Set exercise:
From the line containing "tassel, one point per instance." to the line containing "[[75, 698], [154, 638]]", both included, reproduce every line of the records, requests included. Multiply each answer coordinate by 1.9 and round it to the nearest whole number, rounding halves up, leaving the requests and their sample coordinates unchanged.

**** Provided records

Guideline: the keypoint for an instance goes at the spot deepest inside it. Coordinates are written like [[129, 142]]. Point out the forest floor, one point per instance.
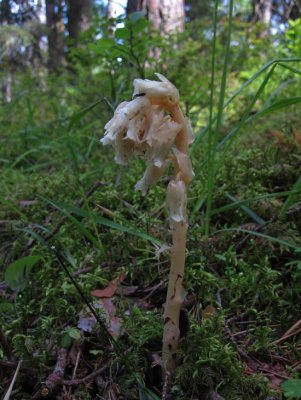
[[73, 236]]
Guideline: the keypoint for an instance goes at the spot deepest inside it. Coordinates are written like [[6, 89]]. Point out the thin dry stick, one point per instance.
[[55, 379], [87, 378]]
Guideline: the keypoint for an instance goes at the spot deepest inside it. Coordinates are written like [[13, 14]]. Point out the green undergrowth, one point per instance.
[[249, 266]]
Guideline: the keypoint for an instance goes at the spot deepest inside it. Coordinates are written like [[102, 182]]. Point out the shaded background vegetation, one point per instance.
[[64, 67]]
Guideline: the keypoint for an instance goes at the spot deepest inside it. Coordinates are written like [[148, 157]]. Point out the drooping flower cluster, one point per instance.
[[141, 127]]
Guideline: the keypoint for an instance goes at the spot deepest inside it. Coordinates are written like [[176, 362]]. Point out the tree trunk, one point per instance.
[[55, 25], [79, 15], [165, 15]]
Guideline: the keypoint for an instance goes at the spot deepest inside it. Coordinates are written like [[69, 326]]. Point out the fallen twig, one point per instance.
[[55, 379], [87, 378], [293, 330]]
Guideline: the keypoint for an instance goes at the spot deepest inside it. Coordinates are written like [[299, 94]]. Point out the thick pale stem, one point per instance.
[[175, 297], [175, 291]]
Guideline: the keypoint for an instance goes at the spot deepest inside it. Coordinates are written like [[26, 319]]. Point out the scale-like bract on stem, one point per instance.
[[141, 127]]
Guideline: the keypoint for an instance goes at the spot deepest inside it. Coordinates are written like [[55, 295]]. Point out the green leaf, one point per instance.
[[292, 388], [140, 25], [276, 106], [17, 273], [68, 210], [122, 33], [293, 198], [282, 242], [74, 333]]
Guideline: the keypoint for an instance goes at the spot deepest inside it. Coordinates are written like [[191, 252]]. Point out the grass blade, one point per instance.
[[213, 140], [292, 198], [97, 219], [282, 242], [248, 211]]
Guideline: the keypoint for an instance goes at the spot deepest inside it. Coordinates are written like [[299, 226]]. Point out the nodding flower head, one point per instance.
[[162, 91], [141, 127]]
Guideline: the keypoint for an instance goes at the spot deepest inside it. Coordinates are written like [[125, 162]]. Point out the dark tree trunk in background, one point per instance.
[[165, 15], [55, 25], [79, 16]]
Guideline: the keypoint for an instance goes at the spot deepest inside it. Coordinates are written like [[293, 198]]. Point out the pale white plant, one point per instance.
[[153, 126]]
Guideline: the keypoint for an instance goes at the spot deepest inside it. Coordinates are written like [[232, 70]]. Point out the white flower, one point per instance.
[[150, 177], [176, 200], [127, 128], [161, 140], [163, 90]]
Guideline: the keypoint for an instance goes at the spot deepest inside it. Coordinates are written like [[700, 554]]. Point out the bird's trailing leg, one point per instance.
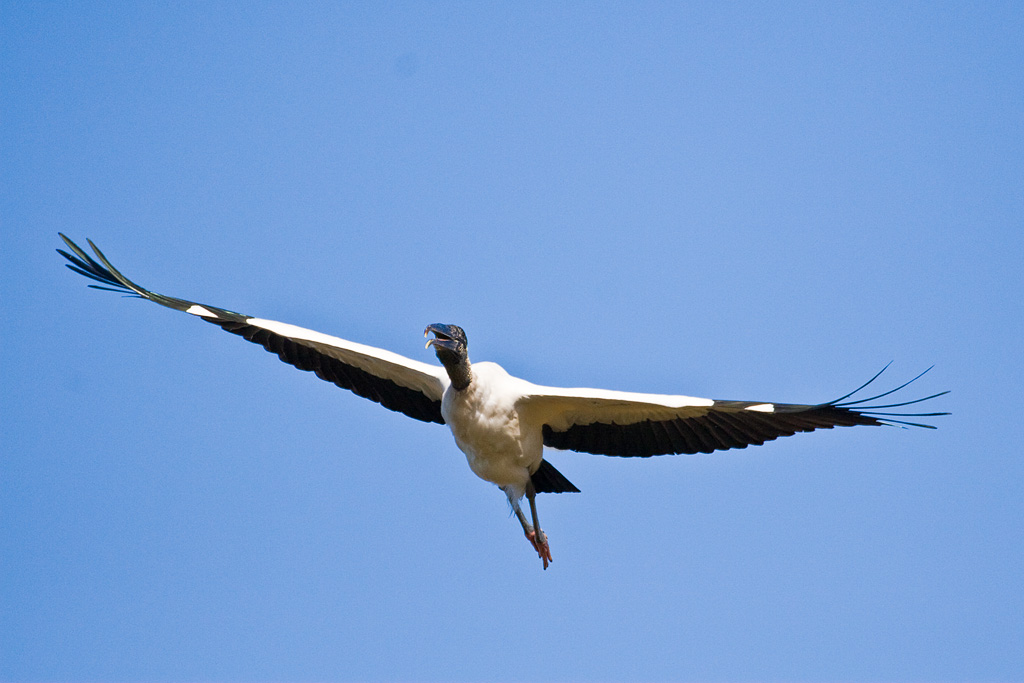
[[534, 534], [540, 540]]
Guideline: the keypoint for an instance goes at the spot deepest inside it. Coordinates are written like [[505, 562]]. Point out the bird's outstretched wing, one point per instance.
[[393, 381], [619, 423]]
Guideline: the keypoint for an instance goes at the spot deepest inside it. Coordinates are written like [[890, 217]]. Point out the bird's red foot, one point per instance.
[[542, 547]]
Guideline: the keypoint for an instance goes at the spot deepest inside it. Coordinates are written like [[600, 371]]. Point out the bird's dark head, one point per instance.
[[453, 350], [450, 340]]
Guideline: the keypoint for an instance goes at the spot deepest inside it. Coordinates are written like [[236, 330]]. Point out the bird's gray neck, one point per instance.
[[460, 374], [457, 366]]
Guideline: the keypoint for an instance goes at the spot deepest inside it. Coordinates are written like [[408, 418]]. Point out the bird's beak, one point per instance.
[[441, 337]]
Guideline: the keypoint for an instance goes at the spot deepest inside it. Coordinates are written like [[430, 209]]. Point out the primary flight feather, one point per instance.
[[502, 423]]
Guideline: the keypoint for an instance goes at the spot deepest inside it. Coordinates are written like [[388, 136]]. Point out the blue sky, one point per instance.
[[745, 201]]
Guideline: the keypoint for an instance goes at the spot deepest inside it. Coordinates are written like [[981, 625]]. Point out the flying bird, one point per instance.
[[502, 423]]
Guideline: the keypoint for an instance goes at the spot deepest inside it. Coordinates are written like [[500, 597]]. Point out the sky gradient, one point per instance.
[[737, 201]]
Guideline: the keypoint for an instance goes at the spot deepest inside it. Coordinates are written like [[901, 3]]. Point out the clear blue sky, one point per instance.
[[741, 201]]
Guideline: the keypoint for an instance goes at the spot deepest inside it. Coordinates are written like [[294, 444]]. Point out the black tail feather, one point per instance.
[[549, 480]]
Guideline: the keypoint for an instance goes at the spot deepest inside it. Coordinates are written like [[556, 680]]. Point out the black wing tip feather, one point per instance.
[[101, 270]]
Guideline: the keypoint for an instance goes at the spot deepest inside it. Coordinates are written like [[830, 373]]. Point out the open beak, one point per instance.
[[441, 338]]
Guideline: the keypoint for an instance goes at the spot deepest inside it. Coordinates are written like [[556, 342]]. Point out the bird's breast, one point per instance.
[[486, 426]]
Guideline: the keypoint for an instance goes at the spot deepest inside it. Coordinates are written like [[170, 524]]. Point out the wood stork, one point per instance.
[[502, 423]]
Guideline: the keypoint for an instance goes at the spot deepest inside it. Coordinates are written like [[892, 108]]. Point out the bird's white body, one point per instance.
[[500, 444], [502, 423]]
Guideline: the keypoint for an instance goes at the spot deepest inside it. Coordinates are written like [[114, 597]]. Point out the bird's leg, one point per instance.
[[539, 539], [542, 550]]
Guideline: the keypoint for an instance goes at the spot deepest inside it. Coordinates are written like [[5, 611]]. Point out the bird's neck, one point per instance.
[[459, 372]]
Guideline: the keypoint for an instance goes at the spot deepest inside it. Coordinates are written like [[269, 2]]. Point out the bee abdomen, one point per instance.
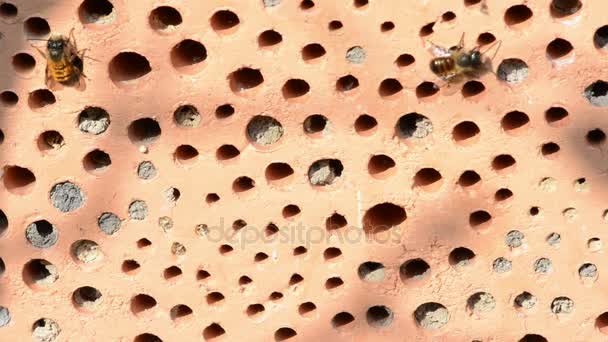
[[443, 66]]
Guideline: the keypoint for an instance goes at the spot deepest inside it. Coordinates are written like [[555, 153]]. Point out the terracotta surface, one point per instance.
[[222, 258]]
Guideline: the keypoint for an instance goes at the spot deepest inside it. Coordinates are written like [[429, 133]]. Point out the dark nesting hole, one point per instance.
[[563, 8], [37, 26], [461, 256], [245, 78], [335, 221], [17, 179], [312, 51], [341, 319], [426, 176], [306, 308], [242, 184], [416, 269], [596, 137], [188, 52], [8, 98], [427, 30], [485, 38], [93, 10], [334, 25], [549, 148], [254, 309], [278, 171], [503, 194], [226, 152], [333, 283], [426, 89], [172, 272], [387, 26], [389, 86], [142, 243], [300, 250], [224, 111], [129, 266], [479, 217], [502, 162], [41, 98], [289, 211], [185, 153], [448, 16], [128, 66], [380, 163], [469, 178], [214, 298], [600, 38], [382, 217], [224, 20], [331, 253], [213, 331], [555, 114], [142, 302], [365, 123], [405, 60], [465, 130], [558, 48], [472, 88], [514, 120], [164, 16], [295, 88], [212, 198], [23, 62], [269, 38], [315, 123], [517, 14], [8, 10], [284, 333], [346, 83], [180, 311]]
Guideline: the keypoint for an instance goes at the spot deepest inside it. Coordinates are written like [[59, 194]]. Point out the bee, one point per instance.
[[64, 62], [458, 64]]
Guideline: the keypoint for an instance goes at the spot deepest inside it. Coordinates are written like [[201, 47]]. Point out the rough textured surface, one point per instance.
[[426, 173]]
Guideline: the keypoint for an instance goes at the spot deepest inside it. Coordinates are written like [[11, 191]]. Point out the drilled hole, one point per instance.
[[165, 18], [224, 20], [224, 111], [188, 52], [389, 87], [244, 79], [469, 178], [295, 88], [41, 98], [379, 164], [559, 48], [382, 217], [37, 27], [517, 14], [269, 38], [128, 66], [472, 88]]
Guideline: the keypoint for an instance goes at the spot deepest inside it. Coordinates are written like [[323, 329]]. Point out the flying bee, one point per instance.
[[458, 64], [64, 65]]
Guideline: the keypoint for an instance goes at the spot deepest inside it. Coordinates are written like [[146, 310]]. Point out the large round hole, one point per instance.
[[18, 180], [128, 66], [224, 20], [188, 52], [517, 14], [165, 18], [382, 217], [144, 131]]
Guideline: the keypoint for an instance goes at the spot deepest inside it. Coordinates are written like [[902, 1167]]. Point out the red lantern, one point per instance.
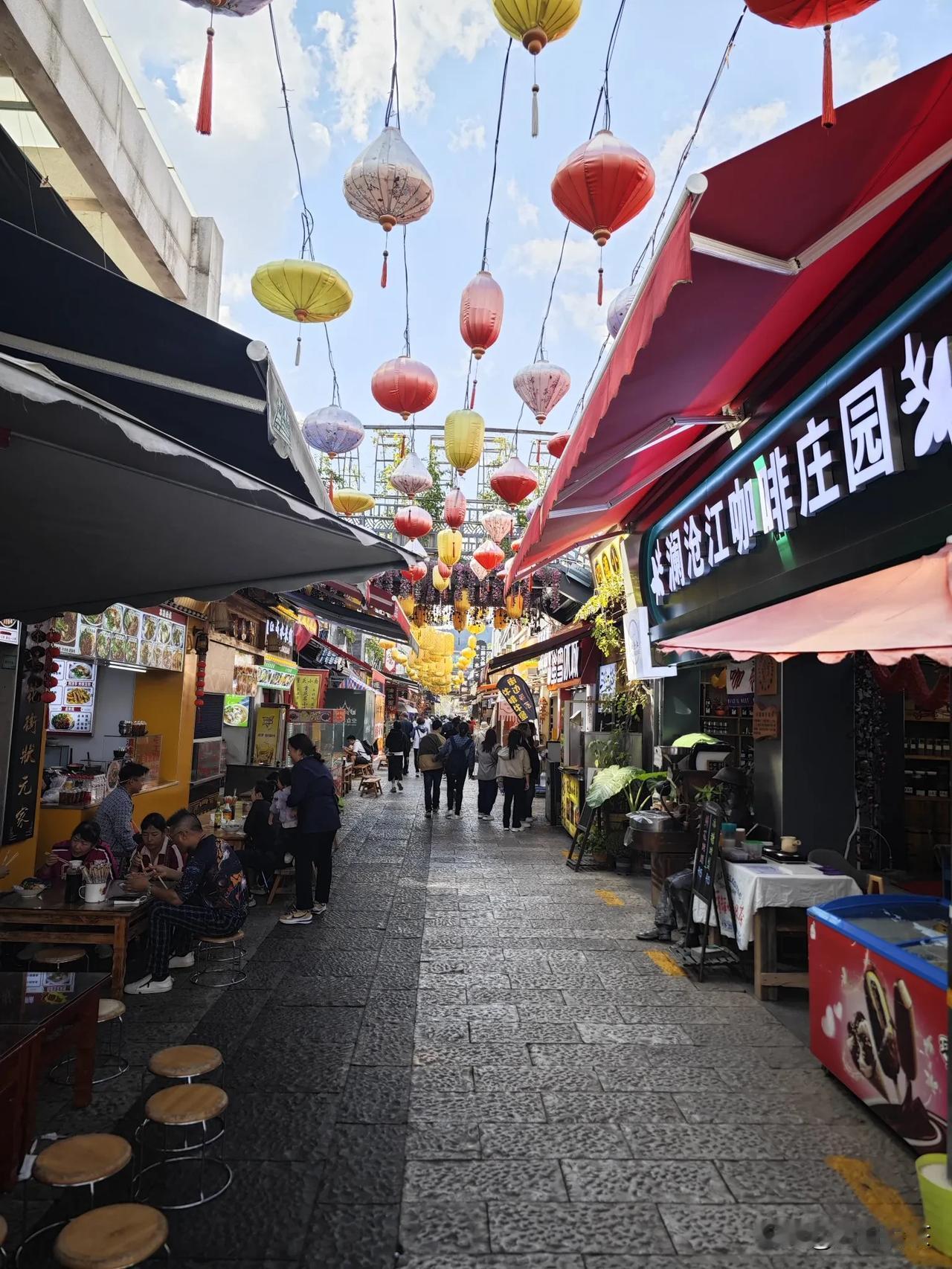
[[481, 312], [556, 444], [602, 185], [413, 522], [404, 386], [488, 555], [513, 483], [813, 13], [454, 508]]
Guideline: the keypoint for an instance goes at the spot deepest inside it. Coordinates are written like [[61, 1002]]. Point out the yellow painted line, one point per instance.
[[611, 899], [666, 963], [889, 1208]]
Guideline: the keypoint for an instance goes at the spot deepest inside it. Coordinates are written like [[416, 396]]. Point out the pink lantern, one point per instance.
[[411, 478], [489, 555], [498, 524], [481, 312], [413, 522], [454, 508], [515, 481], [542, 386]]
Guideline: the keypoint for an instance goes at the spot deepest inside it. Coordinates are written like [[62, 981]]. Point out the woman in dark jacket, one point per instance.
[[314, 797]]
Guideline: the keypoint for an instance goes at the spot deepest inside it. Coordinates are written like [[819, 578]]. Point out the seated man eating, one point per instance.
[[210, 899]]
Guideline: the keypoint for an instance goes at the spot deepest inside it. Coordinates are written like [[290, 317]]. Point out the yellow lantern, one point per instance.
[[301, 291], [350, 501], [463, 438], [450, 547]]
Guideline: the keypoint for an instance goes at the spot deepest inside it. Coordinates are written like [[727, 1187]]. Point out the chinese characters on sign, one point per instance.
[[826, 461]]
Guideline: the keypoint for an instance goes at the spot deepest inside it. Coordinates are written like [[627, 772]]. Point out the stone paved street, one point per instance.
[[472, 1064]]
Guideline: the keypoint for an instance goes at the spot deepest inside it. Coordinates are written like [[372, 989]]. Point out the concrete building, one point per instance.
[[70, 106]]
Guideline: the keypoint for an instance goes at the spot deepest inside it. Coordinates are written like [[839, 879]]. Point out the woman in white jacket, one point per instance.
[[513, 771]]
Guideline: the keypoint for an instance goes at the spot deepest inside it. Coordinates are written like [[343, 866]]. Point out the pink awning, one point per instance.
[[899, 612]]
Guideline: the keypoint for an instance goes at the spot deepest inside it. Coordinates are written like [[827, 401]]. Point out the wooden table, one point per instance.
[[50, 920], [42, 1017]]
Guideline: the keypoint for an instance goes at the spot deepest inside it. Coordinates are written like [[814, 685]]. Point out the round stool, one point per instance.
[[77, 1163], [221, 960], [112, 1056], [113, 1238], [183, 1107]]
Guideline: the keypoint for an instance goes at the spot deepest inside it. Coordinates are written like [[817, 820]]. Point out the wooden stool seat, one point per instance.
[[59, 956], [187, 1103], [222, 939], [184, 1061], [111, 1009], [112, 1238], [82, 1160]]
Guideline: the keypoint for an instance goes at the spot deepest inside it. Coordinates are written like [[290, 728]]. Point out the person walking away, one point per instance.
[[315, 798], [458, 756], [432, 767], [486, 756], [210, 899], [513, 769], [398, 749]]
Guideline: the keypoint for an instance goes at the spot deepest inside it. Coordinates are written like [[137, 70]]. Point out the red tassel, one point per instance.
[[203, 123], [829, 109]]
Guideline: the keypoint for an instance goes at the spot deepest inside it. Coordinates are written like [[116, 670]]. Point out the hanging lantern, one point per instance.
[[602, 185], [536, 23], [488, 555], [301, 291], [541, 386], [411, 478], [813, 13], [556, 444], [463, 438], [454, 508], [350, 501], [450, 546], [619, 309], [515, 481], [404, 386], [481, 312], [413, 522], [389, 184], [333, 431], [237, 9], [498, 524]]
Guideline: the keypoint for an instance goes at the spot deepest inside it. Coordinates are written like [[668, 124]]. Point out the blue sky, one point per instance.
[[337, 60]]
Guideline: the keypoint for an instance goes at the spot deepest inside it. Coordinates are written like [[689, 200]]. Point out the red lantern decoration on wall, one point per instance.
[[481, 312], [602, 185], [556, 444], [515, 481], [454, 508], [813, 13], [404, 386], [413, 522]]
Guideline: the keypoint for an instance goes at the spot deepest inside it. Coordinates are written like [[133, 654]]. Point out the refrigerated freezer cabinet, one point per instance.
[[878, 980]]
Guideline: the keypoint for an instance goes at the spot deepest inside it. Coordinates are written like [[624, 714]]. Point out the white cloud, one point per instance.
[[526, 210], [361, 52], [470, 133]]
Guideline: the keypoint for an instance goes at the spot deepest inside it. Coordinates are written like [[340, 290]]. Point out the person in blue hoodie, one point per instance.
[[458, 756]]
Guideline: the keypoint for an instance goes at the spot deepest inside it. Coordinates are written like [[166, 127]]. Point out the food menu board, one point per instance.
[[75, 698], [154, 638]]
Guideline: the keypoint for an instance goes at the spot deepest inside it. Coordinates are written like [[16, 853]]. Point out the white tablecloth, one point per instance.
[[772, 884]]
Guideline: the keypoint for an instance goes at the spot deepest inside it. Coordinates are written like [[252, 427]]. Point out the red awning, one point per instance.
[[899, 612], [774, 234]]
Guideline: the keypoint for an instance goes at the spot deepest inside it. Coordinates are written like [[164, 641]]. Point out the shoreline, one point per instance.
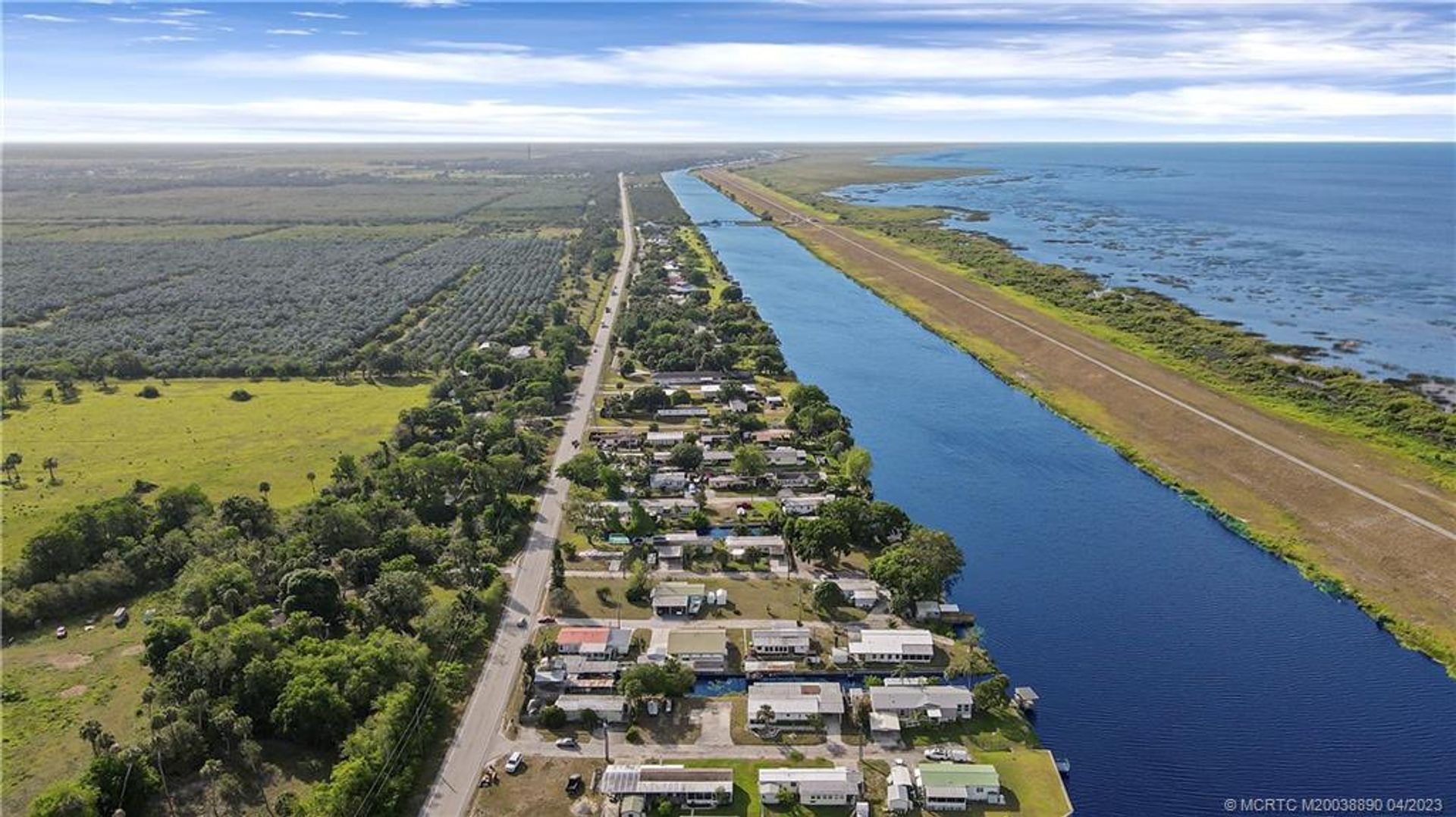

********

Task response:
Guideline: the keypoint for an instance goes at the spot deepest inside it. Coordinates are written like [[137, 70]]. Point out the red tassel, one point per instance.
[[386, 234], [1575, 207]]
Guideline: the keypoint for an instance goes at the spot deepest inside it. Coordinates are written like [[116, 670]]. Point out the hanging lantern, one point per instance.
[[1144, 352], [1018, 44], [927, 1055], [572, 553], [1028, 733], [781, 908], [1545, 25], [1056, 844], [880, 832], [863, 965], [665, 952], [855, 1037], [1176, 587], [979, 914], [768, 733], [914, 593], [785, 992], [739, 350], [633, 819], [450, 17], [946, 996]]
Guideline: the keypoint for an instance goes at the spot deepest inside it. Coordinates are written like [[668, 124]]. Point out the blue sky, one point per instance.
[[640, 114]]
Guideline: the keypoint for an instance goes at the spot deepest inside it. Coordinates are written like [[689, 200]]. Point out the red lantern decoration on wall, one point per instance.
[[914, 593], [1144, 352], [1056, 844], [979, 914], [863, 965], [1545, 25], [768, 733], [785, 992]]
Guideline: the keypoint for an instance goes at the spot deepest inside it. Coordinates are written like [[133, 654]]. Point out the refrigerated freezer cabinet, one point per instance.
[[1668, 1862]]
Guideline: the keypoint for an instance goes at the spot deepest inside it. Coordinates are written like [[624, 714]]. Point out the white cloud, one point per instance.
[[999, 399], [686, 99], [893, 253]]
Guideline: the keypoint for an instance goes at the spot deepest inside it. Coordinates are written like [[340, 290]]. Point out the person in blue hoodie, one point per instance.
[[870, 1436]]
Guideline: the keypoint for an instance goes at the spot deepest inside it. Coordinates are written like [[166, 127]]. Point out the food menu board, one point per instance.
[[143, 1326], [293, 1212]]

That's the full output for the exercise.